C++ Logo


Advanced search

Re: [std-proposals] Fwd: Use of volatile as function argument should not be deprecated.

From: Hyman Rosen <hyrosen_at_[hidden]>
Date: Fri, 10 Jun 2022 15:12:01 -0400
What I am saying is that language rules are supposed to be implemented
correctly by the compiler so that people who know them and use them get the
correct behavior. Optimizationists hate that, because to them, getting a
wrong result quickly is preferable to getting a correct result slowly.

One of my major uses for volatile was to correct gcc's refusal to follow
the language rules because of, naturally, optimization. When gcc compiles
floating-point code using x87 instructions, it refuses to write expressions
back to memory where the language definition says it should, and instead
uses extended-precision values left in the floating-point registers. That
means that certain expressions that should compare equal by the rules of
the language sometimes unpredictably do not. I needed to use volatile
double variables to get the correct behavior.

As for that esoteric behavior in my example? Tell me what foo() prints,
and whether the six-month newbie will know it.

On Fri, Jun 10, 2022, 11:54 AM Jason McKesson via Std-Proposals <
std-proposals_at_[hidden]> wrote:

> On Fri, Jun 10, 2022 at 11:10 AM Hyman Rosen <hyrosen_at_[hidden]> wrote:
> >
> > The "sense" that a program makes is given by the rules of the language,
> No, the "sense" that a program makes lives in the head of an
> individual programmer based on their general understanding of how a
> language works. The details of what `volatile` means are extremely
> esoteric and unknown to most working programmers. As such, doing this
> will not make "sense" to them.

## Dataset excerpts
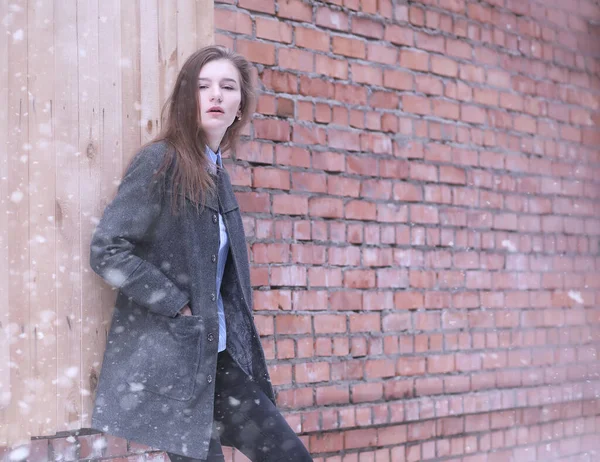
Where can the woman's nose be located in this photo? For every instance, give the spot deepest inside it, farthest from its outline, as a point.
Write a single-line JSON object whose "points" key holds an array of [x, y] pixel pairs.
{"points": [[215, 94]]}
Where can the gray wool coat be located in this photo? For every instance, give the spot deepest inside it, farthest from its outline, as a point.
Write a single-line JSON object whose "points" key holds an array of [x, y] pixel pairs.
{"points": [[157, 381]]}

* * *

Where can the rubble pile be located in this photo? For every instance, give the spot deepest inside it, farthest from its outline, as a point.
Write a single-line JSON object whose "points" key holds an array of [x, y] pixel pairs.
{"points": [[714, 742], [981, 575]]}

## Objectives
**A.** According to the mailing-list message, what did the writer have to use to get correct behavior when gcc compiled floating-point code with x87 instructions?
**B.** Transcribe the stretch of the mailing-list message from "Re: [std-proposals] Fwd: Use" through "correct result slowly.".

## Exercise responses
**A.** Volatile double variables.

**B.**
Re: [std-proposals] Fwd: Use of volatile as function argument should not be deprecated.

From: Hyman Rosen <hyrosen_at_[hidden]>
Date: Fri, 10 Jun 2022 15:12:01 -0400
What I am saying is that language rules are supposed to be implemented
correctly by the compiler so that people who know them and use them get the
correct behavior. Optimizationists hate that, because to them, getting a
wrong result quickly is preferable to getting a correct result slowly.